#### Exercise:
Please edit the entries below so that "fence post" becomes "utility pole", leaving everything else unchanged.

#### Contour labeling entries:
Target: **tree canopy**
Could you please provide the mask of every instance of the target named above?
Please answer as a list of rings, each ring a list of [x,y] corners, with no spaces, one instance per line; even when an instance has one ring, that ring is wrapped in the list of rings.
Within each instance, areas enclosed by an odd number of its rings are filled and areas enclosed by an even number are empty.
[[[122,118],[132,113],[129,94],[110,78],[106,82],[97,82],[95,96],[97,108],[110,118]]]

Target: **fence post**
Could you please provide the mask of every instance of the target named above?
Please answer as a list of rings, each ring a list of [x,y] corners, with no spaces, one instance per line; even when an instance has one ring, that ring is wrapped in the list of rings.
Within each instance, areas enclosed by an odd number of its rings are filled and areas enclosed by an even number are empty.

#### Solved exercise:
Target: **tree canopy**
Could you please provide the mask of every instance of the target named above?
Please answer as a list of rings, each ring a list of [x,y] corners, with no spaces, one instance per line; even when an instance has one ring, that ring is wrapped in the list of rings.
Within each instance, areas enclosed by an odd number of its rings are filled and areas enclosed by an even number are empty.
[[[122,118],[132,113],[129,94],[110,78],[106,82],[97,82],[95,96],[97,108],[110,118]]]

Target: **utility pole**
Could you please provide the mask of every instance of the target named above?
Please answer as a list of rings, each ring a list of [x,y] corners, with no spaces, one instance per line; even when an instance has one ring, that ring is wrapped in the list of rings.
Within each instance, areas enclosed by an odd number of its rings are filled and areas enclosed by an even number are empty.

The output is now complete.